----- STORED ROWS

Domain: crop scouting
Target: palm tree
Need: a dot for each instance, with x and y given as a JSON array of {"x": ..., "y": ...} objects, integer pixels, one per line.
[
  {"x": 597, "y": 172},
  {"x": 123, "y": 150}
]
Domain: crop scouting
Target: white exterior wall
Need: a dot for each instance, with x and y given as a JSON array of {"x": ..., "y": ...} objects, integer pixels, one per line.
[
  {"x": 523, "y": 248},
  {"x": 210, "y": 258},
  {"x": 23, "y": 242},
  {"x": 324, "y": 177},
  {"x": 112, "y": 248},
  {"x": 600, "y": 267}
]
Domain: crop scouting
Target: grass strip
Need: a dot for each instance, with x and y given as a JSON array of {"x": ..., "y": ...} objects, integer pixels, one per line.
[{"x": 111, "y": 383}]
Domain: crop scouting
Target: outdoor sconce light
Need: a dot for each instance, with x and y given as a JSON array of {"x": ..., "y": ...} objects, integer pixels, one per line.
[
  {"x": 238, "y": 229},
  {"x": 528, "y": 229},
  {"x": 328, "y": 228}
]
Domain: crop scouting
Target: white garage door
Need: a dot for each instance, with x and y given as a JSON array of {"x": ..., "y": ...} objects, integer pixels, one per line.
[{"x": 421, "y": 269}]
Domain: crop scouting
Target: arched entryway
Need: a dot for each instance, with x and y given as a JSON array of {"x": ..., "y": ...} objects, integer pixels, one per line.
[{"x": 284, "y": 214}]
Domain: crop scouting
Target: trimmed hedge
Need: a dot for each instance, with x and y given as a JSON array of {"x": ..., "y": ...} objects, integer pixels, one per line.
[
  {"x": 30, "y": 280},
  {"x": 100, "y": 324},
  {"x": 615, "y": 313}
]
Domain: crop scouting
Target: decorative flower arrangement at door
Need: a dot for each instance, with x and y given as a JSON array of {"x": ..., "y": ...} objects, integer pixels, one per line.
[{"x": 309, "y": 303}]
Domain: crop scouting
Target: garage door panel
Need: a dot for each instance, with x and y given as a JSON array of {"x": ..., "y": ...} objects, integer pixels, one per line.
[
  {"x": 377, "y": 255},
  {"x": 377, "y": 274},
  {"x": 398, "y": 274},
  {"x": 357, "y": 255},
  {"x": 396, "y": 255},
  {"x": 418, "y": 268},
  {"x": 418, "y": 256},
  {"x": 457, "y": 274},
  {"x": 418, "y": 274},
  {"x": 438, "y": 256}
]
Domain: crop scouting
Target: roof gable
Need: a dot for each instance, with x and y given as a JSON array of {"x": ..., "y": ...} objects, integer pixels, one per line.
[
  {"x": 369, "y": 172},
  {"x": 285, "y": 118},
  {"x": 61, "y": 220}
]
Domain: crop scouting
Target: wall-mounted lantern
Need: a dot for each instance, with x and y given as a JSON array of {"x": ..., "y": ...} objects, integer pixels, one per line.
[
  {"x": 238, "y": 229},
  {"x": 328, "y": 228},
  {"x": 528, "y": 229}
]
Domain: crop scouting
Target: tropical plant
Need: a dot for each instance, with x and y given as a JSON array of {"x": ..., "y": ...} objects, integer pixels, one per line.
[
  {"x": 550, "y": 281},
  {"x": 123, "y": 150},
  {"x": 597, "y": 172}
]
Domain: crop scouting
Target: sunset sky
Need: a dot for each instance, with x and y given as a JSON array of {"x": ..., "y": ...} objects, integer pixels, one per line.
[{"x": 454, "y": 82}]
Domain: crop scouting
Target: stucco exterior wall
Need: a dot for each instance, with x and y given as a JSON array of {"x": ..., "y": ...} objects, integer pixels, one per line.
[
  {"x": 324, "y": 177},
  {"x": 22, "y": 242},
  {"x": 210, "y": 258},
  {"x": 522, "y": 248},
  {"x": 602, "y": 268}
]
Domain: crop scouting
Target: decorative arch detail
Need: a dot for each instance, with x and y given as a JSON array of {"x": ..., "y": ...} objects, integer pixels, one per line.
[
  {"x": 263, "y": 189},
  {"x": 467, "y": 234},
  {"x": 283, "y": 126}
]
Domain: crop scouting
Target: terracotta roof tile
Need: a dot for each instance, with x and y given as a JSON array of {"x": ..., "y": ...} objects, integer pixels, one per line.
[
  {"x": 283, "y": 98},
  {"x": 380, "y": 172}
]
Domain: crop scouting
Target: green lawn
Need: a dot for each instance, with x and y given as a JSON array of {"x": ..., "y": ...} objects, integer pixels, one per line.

----------

## WHAT THIS TASK INVOLVES
Quote every record above exactly.

## RESPONSE TO THE TASK
Domain: crop scouting
Target: palm tree
Need: a dot for each instance, with x and y given as a JSON array of {"x": ..., "y": ...} objects, integer pixels, one per line.
[
  {"x": 597, "y": 172},
  {"x": 123, "y": 150}
]
Domain: crop scouting
Target: white exterior wall
Need: a dot for each instance, with x and y given as a JSON array of {"x": ..., "y": ...} objects, integer pixels, one per line.
[
  {"x": 523, "y": 248},
  {"x": 210, "y": 258},
  {"x": 23, "y": 242},
  {"x": 324, "y": 177},
  {"x": 112, "y": 248},
  {"x": 600, "y": 267}
]
Domain: crop scouting
Target: grass strip
Need: a dot for each instance, with x and y given as a JSON array of {"x": ..., "y": ...} objects, integer pixels, one per line.
[{"x": 111, "y": 383}]
Domain: crop scouting
Target: outdoor sconce light
Need: a dot for each instance, with x and y given as a JSON array of {"x": ..., "y": ...} objects, integer pixels, one per line.
[
  {"x": 238, "y": 229},
  {"x": 528, "y": 229},
  {"x": 328, "y": 228}
]
Domain: crop scouting
Target: white garage door
Need: a dot for each instance, with x and y given as a JSON array of {"x": ..., "y": ...} objects, integer pixels, one per line.
[{"x": 421, "y": 269}]
Domain: crop scouting
Target: arched entryway
Need: a dot for each instance, with x and y given as a JSON array of {"x": ..., "y": ...} objects, integer pixels, one per line.
[{"x": 284, "y": 214}]
Domain: crop scouting
Target: trimmed hedge
Need: a dot for each instance, with x and y given as a JSON array of {"x": ..., "y": ...} objects, integer pixels, one per line.
[
  {"x": 30, "y": 280},
  {"x": 100, "y": 324},
  {"x": 615, "y": 313}
]
Domain: crop scouting
Target: decorative flower arrangement at door
Need: a dot for each instance, with x and y given as a JSON array of {"x": ..., "y": ...} objects, integer pixels, one per line.
[{"x": 309, "y": 303}]
Domain: crop scouting
Target: garage door panel
Need: a dot for each instance, with x and y given as a JSON array of {"x": ..., "y": ...} objects, integer pixels, one per line.
[
  {"x": 377, "y": 255},
  {"x": 377, "y": 274},
  {"x": 398, "y": 274},
  {"x": 357, "y": 255},
  {"x": 396, "y": 255},
  {"x": 418, "y": 268},
  {"x": 418, "y": 256},
  {"x": 457, "y": 274},
  {"x": 418, "y": 274},
  {"x": 438, "y": 256}
]
Domain: crop scouting
Target: roof gable
Need: a dot for each instance, with x and y given as a JSON array of {"x": ..., "y": ...} objects, integer pixels, one per line.
[
  {"x": 369, "y": 172},
  {"x": 285, "y": 118},
  {"x": 61, "y": 220}
]
Domain: crop scouting
Target: wall-mounted lantern
Need: a dot for each instance, with x and y given as a JSON array of {"x": ..., "y": ...} objects, integer pixels, one per line.
[
  {"x": 238, "y": 229},
  {"x": 328, "y": 228},
  {"x": 528, "y": 229}
]
Domain: crop scouting
Target: tropical plant
Need: a dot for each instance, with x and y given as a JSON array of {"x": ..., "y": ...} objects, integer pixels, one per line.
[
  {"x": 550, "y": 281},
  {"x": 123, "y": 150},
  {"x": 597, "y": 172}
]
Domain: crop scouting
Target: sunset sky
Need: a dot for each instance, with x and y given as a JSON array of {"x": ..., "y": ...} objects, integer pixels, one per line.
[{"x": 454, "y": 82}]
Domain: crop scouting
Target: stucco exterior wall
Need: a dot for each instance, with x and y given as a JSON array of {"x": ..., "y": ...} objects, integer pixels, one per line.
[
  {"x": 324, "y": 177},
  {"x": 22, "y": 242},
  {"x": 210, "y": 258},
  {"x": 522, "y": 248},
  {"x": 602, "y": 268}
]
Domain: crop scouting
Target: decorative arch detail
Need: a dot for each instance, with x and y given as a JSON array of {"x": ..., "y": ...} objects, integer pixels, one per line.
[
  {"x": 263, "y": 189},
  {"x": 467, "y": 234},
  {"x": 283, "y": 126}
]
Domain: crop scouting
Target: terracotta roof tile
Need: a dot for each instance, with x and y given as a JSON array of {"x": ..., "y": ...} objects, integer pixels, one per line.
[
  {"x": 283, "y": 98},
  {"x": 380, "y": 172}
]
Domain: crop scouting
Target: green lawn
Need: a dot for each instance, with x and y given as a JSON array of {"x": ..., "y": ...} objects, integer pixels, one per line.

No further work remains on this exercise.